### Work task 1
Decide whether each statement below agrees with the passage on thermal transient testers: (a) the bridge wire in the electro-explosive device has a relatively high resistance; (b) a pyrotechnic material encases the bridge wire; (c) in the prior art bridge, the set of variable resistors forms the third branch. Answer yes or no for each, and quote the words of the passage that decide it.
### Work task 2
Carry on with the passage on thermal transient testers, starting after its final sentence.

### Exercise passage
[Start of section]
Prior art thermal transient testers employ a manually balanced wheatstone bridge. This bridge comprises two fixed resistors in two branches; an electro-explosive device under test forming a third branch and a set of variable resistors forming a fourth branch. The electro-explosive device comprises a pyrotechnic device having a pair of terminals to which is connected a bridge wire of relatively low resistance. A pyrotechnic material encases the bridge wire. When an electric current pulse of sufficient amplitude is applied to the device terminals, the bridge wire is heated to a point where the ignition temperature of the pyrotechnic material is reached and the pyrotechnic material ignites. It is important to test these pyrotechnic devices for proper resistance values of the bridge wire and also for the thermal response characteristics of the bridge wire to ensure that the pyrotechnic material will in fact ignite when an ignition current pulse is applied to the device terminals. Otherwise failure of the device to ignite creates safety and other problems.
For these reasons the transient tester mentioned above is utilized in the prior art for determining both the resistance of the device and for testing the thermal response characteristics of the device to ensure the device meets its specified requirements so that it will in fact ignite in response to an appropriate ignition current signal applied thereto.
[End of section]
### Study material
[Start of section]
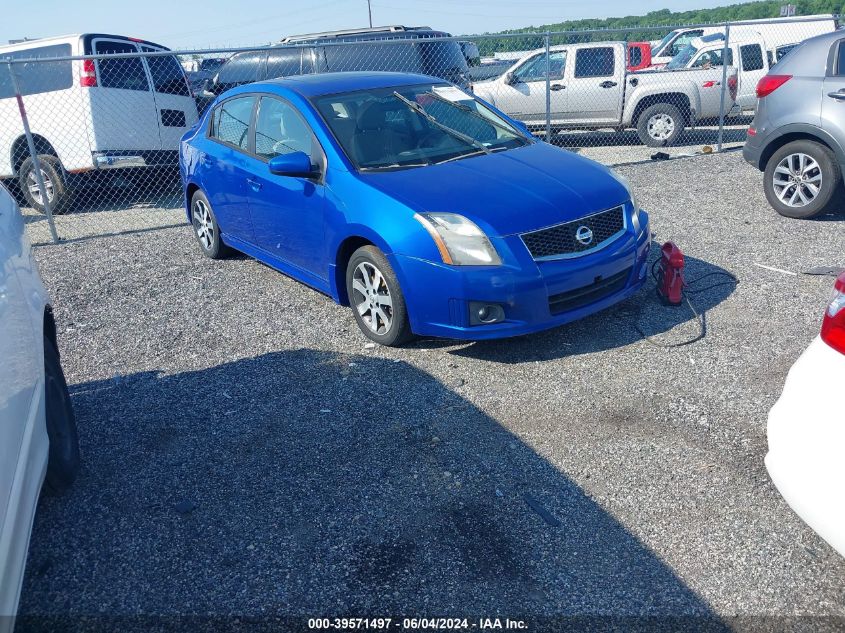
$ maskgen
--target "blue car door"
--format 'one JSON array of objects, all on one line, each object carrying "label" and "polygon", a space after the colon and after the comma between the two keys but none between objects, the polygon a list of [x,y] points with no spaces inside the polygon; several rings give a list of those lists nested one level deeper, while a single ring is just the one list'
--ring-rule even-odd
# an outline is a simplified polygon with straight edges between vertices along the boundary
[{"label": "blue car door", "polygon": [[252,174],[247,180],[255,241],[274,257],[325,280],[323,184],[274,175],[267,166],[273,156],[290,152],[305,152],[313,164],[324,162],[320,144],[296,108],[280,98],[262,96],[255,119]]},{"label": "blue car door", "polygon": [[208,138],[198,144],[200,184],[211,202],[224,235],[254,242],[249,215],[247,179],[253,158],[249,155],[249,129],[255,95],[227,99],[214,108]]}]

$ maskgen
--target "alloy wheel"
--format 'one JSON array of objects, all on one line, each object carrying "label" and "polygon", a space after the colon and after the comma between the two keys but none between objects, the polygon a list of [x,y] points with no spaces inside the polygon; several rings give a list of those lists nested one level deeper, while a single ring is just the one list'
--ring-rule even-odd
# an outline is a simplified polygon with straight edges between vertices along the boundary
[{"label": "alloy wheel", "polygon": [[205,250],[211,250],[214,244],[214,221],[211,219],[211,211],[208,205],[202,200],[194,202],[194,230],[197,232],[197,237],[200,244]]},{"label": "alloy wheel", "polygon": [[393,299],[384,275],[372,263],[355,267],[352,295],[352,304],[367,327],[375,334],[387,334],[393,325]]},{"label": "alloy wheel", "polygon": [[[44,181],[44,190],[47,192],[47,201],[53,201],[53,181],[47,175],[47,172],[41,170],[41,179]],[[44,199],[41,197],[41,188],[38,186],[38,179],[35,177],[35,168],[33,167],[26,175],[26,188],[29,189],[29,195],[39,205],[44,205]]]},{"label": "alloy wheel", "polygon": [[665,141],[675,132],[675,119],[658,112],[648,120],[648,135],[655,141]]},{"label": "alloy wheel", "polygon": [[784,156],[772,174],[772,187],[778,200],[788,207],[804,207],[819,195],[822,170],[809,154]]}]

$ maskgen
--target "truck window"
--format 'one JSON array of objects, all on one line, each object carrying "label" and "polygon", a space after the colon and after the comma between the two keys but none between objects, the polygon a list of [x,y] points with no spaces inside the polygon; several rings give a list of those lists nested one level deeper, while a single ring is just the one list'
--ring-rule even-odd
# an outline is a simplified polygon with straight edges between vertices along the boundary
[{"label": "truck window", "polygon": [[612,77],[615,65],[610,47],[582,48],[575,52],[576,77]]},{"label": "truck window", "polygon": [[[145,53],[161,51],[160,48],[141,46]],[[188,84],[185,82],[185,75],[175,55],[164,57],[147,57],[147,65],[150,67],[150,74],[153,76],[153,87],[156,92],[168,95],[191,96],[188,91]]]},{"label": "truck window", "polygon": [[763,49],[759,44],[740,46],[739,56],[743,70],[761,70],[766,67],[763,63]]},{"label": "truck window", "polygon": [[[549,53],[549,79],[563,79],[566,70],[566,51]],[[546,54],[541,53],[524,63],[514,71],[514,75],[524,82],[546,80]]]},{"label": "truck window", "polygon": [[267,54],[267,79],[301,75],[302,72],[301,48],[270,51]]},{"label": "truck window", "polygon": [[[14,53],[0,53],[0,56],[9,59],[44,59],[48,57],[69,57],[70,55],[70,44],[54,44],[52,46],[28,48]],[[26,62],[13,64],[12,68],[18,79],[21,94],[24,96],[65,90],[73,85],[73,71],[69,60]],[[9,67],[6,64],[0,64],[0,99],[8,99],[13,97],[14,94]]]},{"label": "truck window", "polygon": [[[692,68],[716,68],[722,66],[722,51],[716,49],[702,53],[693,63]],[[728,66],[733,65],[733,51],[728,49]]]},{"label": "truck window", "polygon": [[217,83],[229,86],[258,81],[258,71],[267,53],[262,51],[238,53],[226,61],[217,73]]},{"label": "truck window", "polygon": [[[132,42],[115,42],[98,40],[94,43],[97,55],[137,53],[138,49]],[[103,88],[119,88],[121,90],[149,90],[147,73],[140,57],[123,57],[120,59],[98,59],[98,85]]]},{"label": "truck window", "polygon": [[704,35],[703,29],[696,29],[693,31],[686,31],[685,33],[681,33],[674,42],[672,42],[672,48],[670,48],[666,53],[666,57],[674,57],[678,53],[681,52],[681,49],[684,48],[687,44],[692,42],[695,38],[701,37]]}]

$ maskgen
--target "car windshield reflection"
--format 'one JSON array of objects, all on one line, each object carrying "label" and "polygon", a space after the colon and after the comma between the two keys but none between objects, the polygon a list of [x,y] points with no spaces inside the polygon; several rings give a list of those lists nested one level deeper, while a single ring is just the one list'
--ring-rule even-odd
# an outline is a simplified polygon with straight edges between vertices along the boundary
[{"label": "car windshield reflection", "polygon": [[362,171],[424,167],[532,142],[449,84],[340,93],[320,97],[315,105]]}]

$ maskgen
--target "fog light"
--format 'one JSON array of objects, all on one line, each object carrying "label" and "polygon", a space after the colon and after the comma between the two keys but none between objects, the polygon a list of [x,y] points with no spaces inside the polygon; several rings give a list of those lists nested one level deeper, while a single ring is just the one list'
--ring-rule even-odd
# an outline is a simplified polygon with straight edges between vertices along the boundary
[{"label": "fog light", "polygon": [[470,325],[490,325],[505,320],[505,310],[497,303],[469,302]]}]

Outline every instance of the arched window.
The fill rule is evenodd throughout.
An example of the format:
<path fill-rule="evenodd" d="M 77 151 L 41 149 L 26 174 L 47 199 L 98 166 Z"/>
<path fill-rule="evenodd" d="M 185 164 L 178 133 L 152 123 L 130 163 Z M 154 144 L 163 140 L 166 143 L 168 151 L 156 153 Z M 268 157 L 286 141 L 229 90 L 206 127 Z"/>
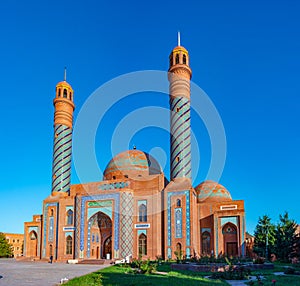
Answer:
<path fill-rule="evenodd" d="M 66 254 L 72 254 L 73 249 L 73 238 L 71 235 L 68 235 L 66 238 Z"/>
<path fill-rule="evenodd" d="M 67 224 L 73 224 L 73 211 L 68 210 L 67 211 Z"/>
<path fill-rule="evenodd" d="M 29 234 L 30 240 L 36 240 L 37 239 L 37 234 L 35 231 L 31 231 Z"/>
<path fill-rule="evenodd" d="M 139 255 L 147 255 L 147 235 L 144 233 L 139 236 Z"/>
<path fill-rule="evenodd" d="M 147 206 L 145 204 L 141 204 L 139 206 L 139 222 L 147 221 Z"/>
<path fill-rule="evenodd" d="M 180 243 L 180 242 L 178 242 L 178 243 L 176 244 L 176 251 L 177 251 L 177 252 L 181 252 L 181 243 Z"/>
<path fill-rule="evenodd" d="M 202 233 L 202 254 L 210 254 L 210 234 L 207 231 Z"/>

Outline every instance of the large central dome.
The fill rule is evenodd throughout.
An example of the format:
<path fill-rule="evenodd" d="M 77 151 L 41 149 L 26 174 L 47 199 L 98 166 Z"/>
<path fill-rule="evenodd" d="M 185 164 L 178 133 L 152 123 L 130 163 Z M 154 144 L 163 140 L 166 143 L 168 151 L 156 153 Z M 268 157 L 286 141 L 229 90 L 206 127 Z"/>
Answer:
<path fill-rule="evenodd" d="M 161 174 L 159 163 L 140 150 L 128 150 L 112 158 L 104 171 L 104 180 L 137 178 Z"/>

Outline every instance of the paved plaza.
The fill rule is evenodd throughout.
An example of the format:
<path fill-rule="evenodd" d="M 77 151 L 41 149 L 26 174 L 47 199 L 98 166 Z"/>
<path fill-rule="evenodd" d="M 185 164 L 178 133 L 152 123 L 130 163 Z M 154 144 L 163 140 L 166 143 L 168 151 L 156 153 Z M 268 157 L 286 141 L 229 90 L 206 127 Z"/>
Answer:
<path fill-rule="evenodd" d="M 110 265 L 21 262 L 0 259 L 0 286 L 53 286 L 62 278 L 74 278 Z"/>

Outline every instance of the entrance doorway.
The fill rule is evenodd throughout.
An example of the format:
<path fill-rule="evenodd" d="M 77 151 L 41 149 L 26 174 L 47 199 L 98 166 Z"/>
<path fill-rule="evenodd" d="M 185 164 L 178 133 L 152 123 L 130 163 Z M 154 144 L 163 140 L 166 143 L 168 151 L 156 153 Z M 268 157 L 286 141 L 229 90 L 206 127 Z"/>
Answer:
<path fill-rule="evenodd" d="M 90 254 L 87 258 L 106 258 L 107 254 L 112 257 L 112 221 L 103 212 L 97 212 L 89 219 L 91 225 L 89 231 Z"/>
<path fill-rule="evenodd" d="M 37 233 L 33 230 L 29 234 L 29 256 L 30 257 L 37 257 Z"/>
<path fill-rule="evenodd" d="M 238 250 L 237 250 L 237 243 L 236 242 L 227 242 L 226 244 L 226 252 L 228 256 L 237 256 Z"/>
<path fill-rule="evenodd" d="M 226 223 L 222 228 L 224 252 L 227 256 L 238 256 L 237 227 Z"/>
<path fill-rule="evenodd" d="M 108 255 L 111 258 L 111 236 L 104 241 L 103 256 L 107 258 Z"/>

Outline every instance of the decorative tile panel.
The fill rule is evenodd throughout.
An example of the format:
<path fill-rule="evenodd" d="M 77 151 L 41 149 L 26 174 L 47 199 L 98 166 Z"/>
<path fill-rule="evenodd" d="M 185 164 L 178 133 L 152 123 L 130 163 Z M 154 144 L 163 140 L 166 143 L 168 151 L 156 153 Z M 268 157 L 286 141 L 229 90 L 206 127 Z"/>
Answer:
<path fill-rule="evenodd" d="M 121 194 L 121 257 L 133 253 L 133 195 Z"/>
<path fill-rule="evenodd" d="M 167 239 L 167 245 L 171 246 L 171 237 L 172 237 L 172 229 L 171 229 L 171 197 L 172 196 L 178 196 L 178 195 L 185 195 L 186 197 L 186 245 L 190 245 L 190 230 L 191 230 L 191 217 L 190 217 L 190 192 L 189 191 L 179 191 L 179 192 L 168 192 L 167 195 L 167 225 L 168 225 L 168 239 Z"/>
<path fill-rule="evenodd" d="M 47 221 L 48 221 L 48 207 L 56 207 L 56 245 L 57 245 L 57 241 L 58 241 L 58 217 L 59 217 L 59 204 L 56 203 L 47 203 L 44 205 L 44 210 L 43 210 L 43 218 L 44 218 L 44 226 L 43 226 L 43 230 L 44 230 L 44 241 L 43 241 L 43 250 L 42 250 L 42 257 L 46 257 L 46 237 L 47 237 Z M 55 250 L 55 257 L 56 257 L 56 253 L 57 250 Z"/>
<path fill-rule="evenodd" d="M 115 201 L 114 207 L 114 250 L 117 252 L 119 250 L 119 223 L 120 223 L 120 194 L 102 194 L 94 196 L 83 196 L 76 198 L 76 248 L 75 248 L 75 257 L 83 258 L 84 253 L 84 230 L 86 227 L 87 219 L 85 217 L 86 202 L 88 201 L 101 201 L 112 199 Z M 88 239 L 88 238 L 87 238 Z"/>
[End of section]
### Response 1
(a) No: "a bridge wire of relatively low resistance"
(b) Yes: "A pyrotechnic material encases the bridge wire."
(c) No: "an electro-explosive device under test forming a third branch and a set of variable resistors forming a fourth branch"

### Response 2
To test such devices for thermal transient response, the device is inserted as one arm or branch of the manually balanced bridge. The variable resistors are shifted in value for nulling the bridge. A current pulse is then applied to the bridge input nodes. The current pulse has an amplitude sufficient to heat the bridge wire of the electro-explosive device an amount sufficient to generate a thermal response in the bridge wire. The thermal response is then measured and observed on an oscilloscope for appropriate analysis. This approach is cumbersome and awkward and, further, the number of devices tested is limited to several per minute in response to the need for an operator to balance manually the bridge for each device, test the device, remove the device and insert a new device and rebalance the bridge for the new device.
The bridge is balanced or nulled in order to cancel the effect of the resistance value of the electro-explosive device under test. In this way, the thermal response characteristic curve of the device is a measure only of the thermal response of the device and does include the actual resistance of the device which may complicate the test result.
The present invention is directed to a need recognized by the present inventors for an automatic system for testing the electro-explosive device described above automatically and rapidly. This automatic testing of the device results in several problems including automatically measuring the device resistance and automatically balancing the bridge so as to achieve a null condition for applying a thermal transient current signal to the device.